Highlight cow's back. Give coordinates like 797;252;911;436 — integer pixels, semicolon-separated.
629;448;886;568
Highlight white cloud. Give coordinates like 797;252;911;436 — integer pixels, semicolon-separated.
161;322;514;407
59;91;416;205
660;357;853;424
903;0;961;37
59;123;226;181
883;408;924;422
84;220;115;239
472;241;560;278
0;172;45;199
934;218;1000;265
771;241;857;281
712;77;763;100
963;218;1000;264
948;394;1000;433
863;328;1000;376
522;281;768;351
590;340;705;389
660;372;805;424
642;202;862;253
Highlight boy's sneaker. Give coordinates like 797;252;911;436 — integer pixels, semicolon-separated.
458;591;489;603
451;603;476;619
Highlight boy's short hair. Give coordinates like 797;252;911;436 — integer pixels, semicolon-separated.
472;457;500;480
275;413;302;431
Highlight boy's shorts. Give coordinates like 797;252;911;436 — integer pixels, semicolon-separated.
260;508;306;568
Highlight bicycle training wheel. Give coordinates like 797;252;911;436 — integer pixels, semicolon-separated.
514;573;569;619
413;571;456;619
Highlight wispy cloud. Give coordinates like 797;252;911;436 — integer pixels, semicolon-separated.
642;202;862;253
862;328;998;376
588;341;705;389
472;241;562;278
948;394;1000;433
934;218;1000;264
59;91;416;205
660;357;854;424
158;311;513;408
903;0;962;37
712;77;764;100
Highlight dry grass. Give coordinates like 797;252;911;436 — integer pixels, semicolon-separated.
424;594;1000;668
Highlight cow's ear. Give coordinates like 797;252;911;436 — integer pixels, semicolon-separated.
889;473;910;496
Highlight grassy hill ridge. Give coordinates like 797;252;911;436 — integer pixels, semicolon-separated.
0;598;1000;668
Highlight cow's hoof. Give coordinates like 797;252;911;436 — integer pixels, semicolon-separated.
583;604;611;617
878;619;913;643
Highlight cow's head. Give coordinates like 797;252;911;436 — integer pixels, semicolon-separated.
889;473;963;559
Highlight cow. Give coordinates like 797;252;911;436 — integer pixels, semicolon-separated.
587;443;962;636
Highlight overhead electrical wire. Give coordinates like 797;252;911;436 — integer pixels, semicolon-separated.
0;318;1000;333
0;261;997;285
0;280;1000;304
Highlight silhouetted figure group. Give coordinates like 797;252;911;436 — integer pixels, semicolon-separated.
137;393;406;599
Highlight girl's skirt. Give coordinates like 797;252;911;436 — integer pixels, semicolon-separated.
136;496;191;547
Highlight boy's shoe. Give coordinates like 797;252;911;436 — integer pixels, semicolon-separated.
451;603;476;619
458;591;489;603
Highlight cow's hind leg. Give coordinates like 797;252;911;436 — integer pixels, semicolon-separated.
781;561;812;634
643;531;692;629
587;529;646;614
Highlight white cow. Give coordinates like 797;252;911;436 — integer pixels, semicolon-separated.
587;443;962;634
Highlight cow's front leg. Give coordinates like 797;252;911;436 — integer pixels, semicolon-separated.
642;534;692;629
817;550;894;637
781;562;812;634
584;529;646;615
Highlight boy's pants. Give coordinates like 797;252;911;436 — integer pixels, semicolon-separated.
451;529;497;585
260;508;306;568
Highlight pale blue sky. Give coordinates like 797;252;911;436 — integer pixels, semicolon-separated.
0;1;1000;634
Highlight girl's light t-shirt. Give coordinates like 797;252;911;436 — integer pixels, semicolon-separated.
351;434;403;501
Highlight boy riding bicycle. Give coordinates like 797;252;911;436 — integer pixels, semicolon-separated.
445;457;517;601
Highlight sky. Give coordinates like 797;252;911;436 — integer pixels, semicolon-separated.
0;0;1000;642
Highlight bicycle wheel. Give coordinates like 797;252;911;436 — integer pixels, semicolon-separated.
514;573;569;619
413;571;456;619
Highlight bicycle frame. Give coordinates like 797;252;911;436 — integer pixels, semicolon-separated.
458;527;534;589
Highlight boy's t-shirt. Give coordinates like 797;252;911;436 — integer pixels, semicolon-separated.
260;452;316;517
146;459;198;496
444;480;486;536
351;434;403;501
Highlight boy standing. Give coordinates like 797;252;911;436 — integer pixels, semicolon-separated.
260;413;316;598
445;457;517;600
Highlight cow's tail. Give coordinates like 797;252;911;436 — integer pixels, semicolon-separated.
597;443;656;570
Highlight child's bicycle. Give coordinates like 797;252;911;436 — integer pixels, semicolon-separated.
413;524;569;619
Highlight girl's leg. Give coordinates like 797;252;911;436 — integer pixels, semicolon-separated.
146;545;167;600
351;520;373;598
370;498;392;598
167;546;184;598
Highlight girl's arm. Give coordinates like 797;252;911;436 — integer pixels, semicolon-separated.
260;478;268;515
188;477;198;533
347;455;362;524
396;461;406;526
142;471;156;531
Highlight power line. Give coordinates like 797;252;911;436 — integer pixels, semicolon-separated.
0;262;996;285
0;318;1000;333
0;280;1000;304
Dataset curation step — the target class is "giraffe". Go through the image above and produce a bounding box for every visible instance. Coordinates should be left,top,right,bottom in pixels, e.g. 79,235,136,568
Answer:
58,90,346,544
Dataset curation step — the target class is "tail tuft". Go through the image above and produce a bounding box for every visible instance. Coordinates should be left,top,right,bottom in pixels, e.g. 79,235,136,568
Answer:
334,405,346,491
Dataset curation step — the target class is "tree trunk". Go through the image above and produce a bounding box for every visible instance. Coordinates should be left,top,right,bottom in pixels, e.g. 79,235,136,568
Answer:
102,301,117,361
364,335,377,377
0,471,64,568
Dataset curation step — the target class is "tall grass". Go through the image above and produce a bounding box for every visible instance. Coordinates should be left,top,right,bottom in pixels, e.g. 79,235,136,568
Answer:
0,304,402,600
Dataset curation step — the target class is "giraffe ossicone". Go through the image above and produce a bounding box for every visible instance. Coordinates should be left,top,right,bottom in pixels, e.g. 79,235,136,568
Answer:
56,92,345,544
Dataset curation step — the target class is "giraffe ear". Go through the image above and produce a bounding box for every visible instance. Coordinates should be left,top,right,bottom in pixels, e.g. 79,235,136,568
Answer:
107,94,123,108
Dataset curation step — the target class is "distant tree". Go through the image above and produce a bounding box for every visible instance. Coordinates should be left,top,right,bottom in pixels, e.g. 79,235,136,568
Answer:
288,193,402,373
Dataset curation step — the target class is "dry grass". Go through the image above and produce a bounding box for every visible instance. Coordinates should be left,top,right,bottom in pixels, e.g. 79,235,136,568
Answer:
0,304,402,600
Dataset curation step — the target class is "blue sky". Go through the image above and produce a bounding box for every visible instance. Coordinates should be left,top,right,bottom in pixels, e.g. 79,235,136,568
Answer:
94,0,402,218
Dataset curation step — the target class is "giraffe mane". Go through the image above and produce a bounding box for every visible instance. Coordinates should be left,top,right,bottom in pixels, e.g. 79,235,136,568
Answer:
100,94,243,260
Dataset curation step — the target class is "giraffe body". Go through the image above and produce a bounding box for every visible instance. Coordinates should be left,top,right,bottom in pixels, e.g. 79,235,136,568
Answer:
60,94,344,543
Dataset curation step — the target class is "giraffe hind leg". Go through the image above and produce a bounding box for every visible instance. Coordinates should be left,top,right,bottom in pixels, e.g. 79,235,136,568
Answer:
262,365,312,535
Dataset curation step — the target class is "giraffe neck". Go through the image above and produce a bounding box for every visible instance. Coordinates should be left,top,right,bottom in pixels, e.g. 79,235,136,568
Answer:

=======

Copy out the records starting at the line containing "Highlight girl's leg." and ending with the line containing "142;471;156;531", changing each "girl's" to "child's" and leaving everything else as it is.

Highlight child's leg. Give coordinates like 797;252;911;436 — integer pixels, semicolon-separated.
146;545;167;600
351;520;373;598
370;498;392;598
167;546;184;598
Highlight child's arm. Give coordinates like 797;252;911;436 — integer pixels, semicolon-separated.
260;478;268;515
188;477;198;533
347;455;362;524
396;461;406;526
142;471;156;531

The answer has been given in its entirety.